### Set task 1
List every counterclaim that the court opinion says Atturo brought.
### Set task 2
Duplicate the passage of the court opinion starting with "MARY M. ROWLAND, United" and going on through "denied in part.".
### Set task 3
Pick up the court opinion where it stops and write what comes next.

### Extract provided
--- BEGIN ---

United States District Court, Northern District of Illinois
Aug 25, 2021
14-cv-0206 (N.D. Ill. Aug. 25, 2021)

Opinion

14-cv-0206

08-25-2021

ATTURO TIRE CORPORATION, Counter-Plaintiff, v. TOYO TIRE CORPORATION, et al., Counter-Defendants.


MEMORANDUM OPINION AND ORDER

MARY M. ROWLAND, United States District Judge

Toyo brought this lawsuit alleging that Defendants infringed the trade dress on Toyo's Open Country Mountain Tires. Atturo responded with seven counterclaims based on an action Toyo brought in 2013 before the United States International Trade Commission (ITC). Only the counterclaims now remain in the case. Toyo moves to exclude the opinions of Atturo expert Brian Daniel. For the reasons stated below, Toyo's motion to strike [415] is granted in part and denied in part.

The counterclaims are for: (i) common law tortious interference with existing contracts, (ii) common law tortious interference with prospective business expectancy, (iii) common law defamation, (iv) common law unfair competition, (v) common law unjust enrichment, (vi) violation of the Illinois Deceptive Trade Practices Act, and (vii) violation of Section 43(a)(1)(B) of the Lanham Act. (Dkt. 39).

LEGAL STANDARD

Under Daubert v. Merrell Dow Pharm., Inc., 509 U.S. 579, 113 S.Ct. 2786, 125 L.Ed.2d 469 (1993), the requirements of Federal Rule of Evidence 702 must be met before an expert can testify. The court evaluates the expert's qualifications, reliability of the methodology, and relevance of the testimony: “In performing its gatekeeper role under Rule 702 and Daubert, the district court must engage in a three-step analysis before admitting expert testimony. It must determine whether the witness is qualified; whether the expert's methodology is scientifically reliable; and whether the testimony will assist the trier of fact to understand the evidence or to determine a fact in issue.” Gopalratnam v. Hewlett-Packard Co., 877 F.3d 771, 779 (7th Cir. 2017) (internal citations and quotations omitted). District courts have “significant discretion under the flexible Daubert inquiry.” Lapsley v. Xtek, Inc., 689 F.3d 802, 818 (7th Cir. 2012). The burden is on the party seeking to admit the expert to show by a preponderance of the evidence that the expert meets the requirements of Rule 702 and Daubert. Gopalratnam, 877 F.3d at 782.

--- END ---

### Supplied information
--- BEGIN ---

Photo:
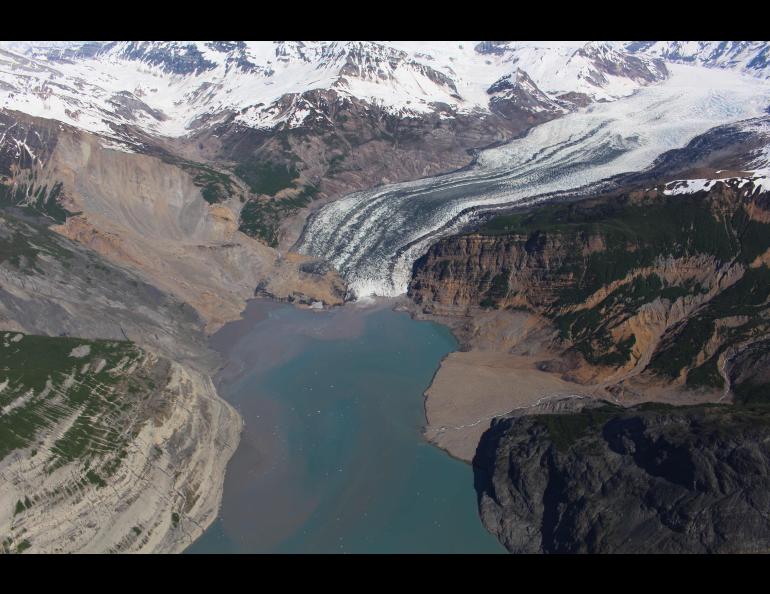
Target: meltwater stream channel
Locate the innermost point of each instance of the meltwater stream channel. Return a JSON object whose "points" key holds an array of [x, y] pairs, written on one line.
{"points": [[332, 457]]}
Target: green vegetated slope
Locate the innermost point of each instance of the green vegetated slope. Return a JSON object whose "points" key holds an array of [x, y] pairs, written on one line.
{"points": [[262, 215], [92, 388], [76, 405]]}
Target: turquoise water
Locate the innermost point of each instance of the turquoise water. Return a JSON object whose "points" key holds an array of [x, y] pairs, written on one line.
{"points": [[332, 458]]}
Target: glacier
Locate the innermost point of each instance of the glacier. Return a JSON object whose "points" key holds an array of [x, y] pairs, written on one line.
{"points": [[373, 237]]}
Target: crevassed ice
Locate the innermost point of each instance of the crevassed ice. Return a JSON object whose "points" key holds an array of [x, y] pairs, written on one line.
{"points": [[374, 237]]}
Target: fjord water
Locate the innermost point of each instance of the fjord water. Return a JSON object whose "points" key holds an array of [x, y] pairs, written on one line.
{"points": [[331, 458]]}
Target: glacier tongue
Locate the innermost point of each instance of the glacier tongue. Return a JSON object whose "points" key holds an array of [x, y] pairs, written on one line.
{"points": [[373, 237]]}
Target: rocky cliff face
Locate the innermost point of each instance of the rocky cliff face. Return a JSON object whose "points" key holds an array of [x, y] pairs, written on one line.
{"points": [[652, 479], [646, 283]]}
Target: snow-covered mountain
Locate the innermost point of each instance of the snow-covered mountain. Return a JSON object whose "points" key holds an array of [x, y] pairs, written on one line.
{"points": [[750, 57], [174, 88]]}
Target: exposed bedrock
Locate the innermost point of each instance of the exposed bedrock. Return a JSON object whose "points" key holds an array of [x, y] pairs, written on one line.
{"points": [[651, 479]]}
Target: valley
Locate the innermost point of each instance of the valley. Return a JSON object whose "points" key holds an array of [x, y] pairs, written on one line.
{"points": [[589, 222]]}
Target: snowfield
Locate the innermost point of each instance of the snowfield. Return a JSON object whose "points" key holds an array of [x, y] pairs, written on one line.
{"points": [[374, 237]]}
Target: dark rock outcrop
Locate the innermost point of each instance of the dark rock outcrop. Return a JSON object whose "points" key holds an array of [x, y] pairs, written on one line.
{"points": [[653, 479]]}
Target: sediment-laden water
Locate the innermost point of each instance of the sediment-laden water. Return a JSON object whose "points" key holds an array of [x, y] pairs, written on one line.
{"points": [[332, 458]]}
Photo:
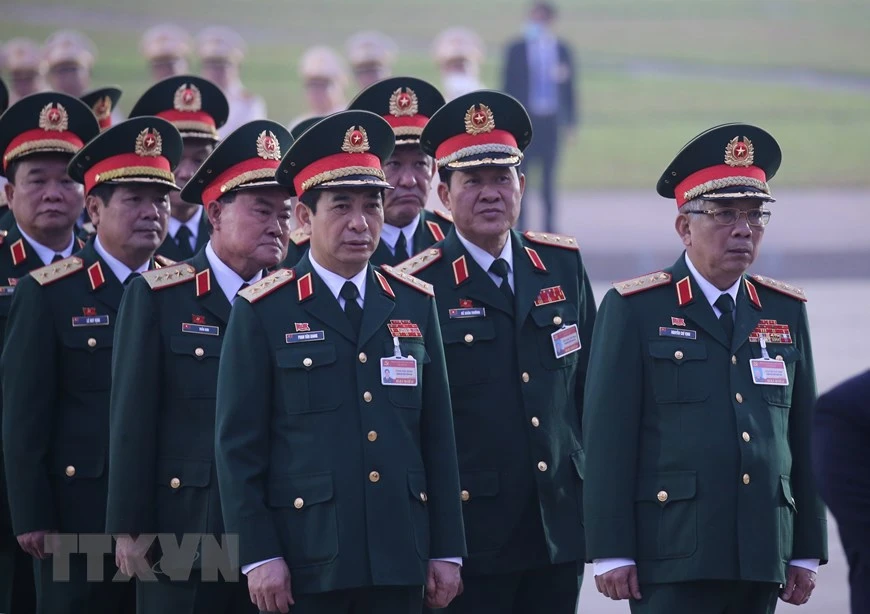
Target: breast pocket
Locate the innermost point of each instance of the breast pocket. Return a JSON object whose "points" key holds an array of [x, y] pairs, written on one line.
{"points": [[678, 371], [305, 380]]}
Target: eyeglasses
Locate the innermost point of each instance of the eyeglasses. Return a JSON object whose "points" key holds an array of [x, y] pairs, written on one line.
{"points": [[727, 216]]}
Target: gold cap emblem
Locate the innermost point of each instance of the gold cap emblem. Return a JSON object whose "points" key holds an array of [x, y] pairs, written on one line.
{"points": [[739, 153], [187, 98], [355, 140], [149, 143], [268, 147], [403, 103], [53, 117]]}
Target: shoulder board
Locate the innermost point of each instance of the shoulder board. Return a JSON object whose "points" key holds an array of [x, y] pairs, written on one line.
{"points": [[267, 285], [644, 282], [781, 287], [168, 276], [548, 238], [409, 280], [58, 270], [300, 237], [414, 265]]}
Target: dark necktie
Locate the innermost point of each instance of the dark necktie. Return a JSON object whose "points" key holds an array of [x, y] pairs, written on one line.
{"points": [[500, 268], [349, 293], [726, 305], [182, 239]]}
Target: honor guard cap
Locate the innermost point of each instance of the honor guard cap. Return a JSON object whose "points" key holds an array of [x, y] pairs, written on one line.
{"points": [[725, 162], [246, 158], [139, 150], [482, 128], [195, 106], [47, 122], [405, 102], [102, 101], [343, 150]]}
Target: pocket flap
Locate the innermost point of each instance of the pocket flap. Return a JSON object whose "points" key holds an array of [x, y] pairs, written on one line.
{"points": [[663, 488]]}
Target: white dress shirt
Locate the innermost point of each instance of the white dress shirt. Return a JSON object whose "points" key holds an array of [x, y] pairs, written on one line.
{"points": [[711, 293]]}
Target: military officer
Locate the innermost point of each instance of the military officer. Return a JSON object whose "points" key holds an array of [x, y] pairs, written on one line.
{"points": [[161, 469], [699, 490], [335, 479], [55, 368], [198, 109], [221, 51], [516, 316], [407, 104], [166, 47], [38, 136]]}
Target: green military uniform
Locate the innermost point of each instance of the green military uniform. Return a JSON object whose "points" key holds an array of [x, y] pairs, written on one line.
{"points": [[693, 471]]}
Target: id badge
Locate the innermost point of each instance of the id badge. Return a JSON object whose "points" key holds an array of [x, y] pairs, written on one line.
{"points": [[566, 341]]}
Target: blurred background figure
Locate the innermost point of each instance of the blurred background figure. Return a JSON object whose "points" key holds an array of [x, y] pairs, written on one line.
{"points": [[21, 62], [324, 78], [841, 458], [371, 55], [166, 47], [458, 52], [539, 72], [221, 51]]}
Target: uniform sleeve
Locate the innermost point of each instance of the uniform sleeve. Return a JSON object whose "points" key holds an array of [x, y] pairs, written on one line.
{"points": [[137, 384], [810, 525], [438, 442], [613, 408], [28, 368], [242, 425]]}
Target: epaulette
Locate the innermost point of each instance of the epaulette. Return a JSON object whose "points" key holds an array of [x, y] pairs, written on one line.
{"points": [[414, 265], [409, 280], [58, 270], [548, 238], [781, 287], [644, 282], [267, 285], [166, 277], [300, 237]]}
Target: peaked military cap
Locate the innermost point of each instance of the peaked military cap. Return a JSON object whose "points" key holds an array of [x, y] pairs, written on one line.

--- END ---

### Result 1
1. Common law tortious interference with existing contracts
2. Common law tortious interference with prospective business expectancy
3. Common law defamation
4. Common law unfair competition
5. Common law unjust enrichment
6. Violation of the Illinois Deceptive Trade Practices Act
7. Violation of Section 43(a)(1)(B) of the Lanham Act

### Result 2
MARY M. ROWLAND, United States District Judge

Toyo brought this lawsuit alleging that Defendants infringed the trade dress on Toyo's Open Country Mountain Tires. Atturo responded with seven counterclaims based on an action Toyo brought in 2013 before the United States International Trade Commission (ITC). Only the counterclaims now remain in the case. Toyo moves to exclude the opinions of Atturo expert Brian Daniel. For the reasons stated below, Toyo's motion to strike [415] is granted in part and denied in part.

### Result 3
Because “there are many different kinds of experts, and many different kinds of expertise, . . .the gatekeeping inquiry must be ‘tied to the facts' of a particular case.” Kumho Tire Co. v. Carmichael, 526 U.S. 137, 150, 119 S.Ct. 1167, 1175 (1999) (quoting Daubert, 509 U.S. at 591). With regard to reliability, “the key to the gate is not the ultimate correctness of the expert's conclusions. Instead, it is the soundness and care with which the expert arrived at her opinion.” C.W. v. Textron, Inc., 807 F.3d 827, 834 (7th Cir. 2015) (internal citations and quotations omitted). While the Daubert inquiry focuses on principles and methodology, the “soundness of the factual underpinnings of the expert's analysis and the correctness of the expert's conclusions based on that analysis are factual matters to be determined by the trier of fact, or, where appropriate, on summary judgment.” Smith v. Ford Motor Co., 215 F.3d 713, 718 (7th Cir. 2000).

ANALYSIS

Toyo moves to exclude the opinions of Atturo damages expert Brian M. Daniel. As explained in his report (Dkt. 415-2, “Daniel Rep.”), Daniel has his B.A. in Economics and MBA in Finance and Business Economics and Public Policy, and he is a Vice President in the Intellectual Property practice of Charles River Associates where since 1995 he has worked on a variety of litigation, valuation and strategy assignments. (Id. pp. 3, 22). Daniel “calculated Atturo's lost profits resulting from the alleged unlawful actions of the Counter-Defendants, including in connection with the D&K Settlement Agreement, in the amount of approximately $5.8 million during the period October 2013 through December 2017.” (Id. p. 4). He also stated that his “calculation of Atturo's lost profits would be understated by approximately 52 percent, or approximately $3.0 million.” (Id. p. 21). Toyo argues that Daniel's opinions should be excluded because his methodology is flawed and unreliable because they are not based on sufficient facts and instead are based on his own judgment and unverified speculation from a principal of Atturo.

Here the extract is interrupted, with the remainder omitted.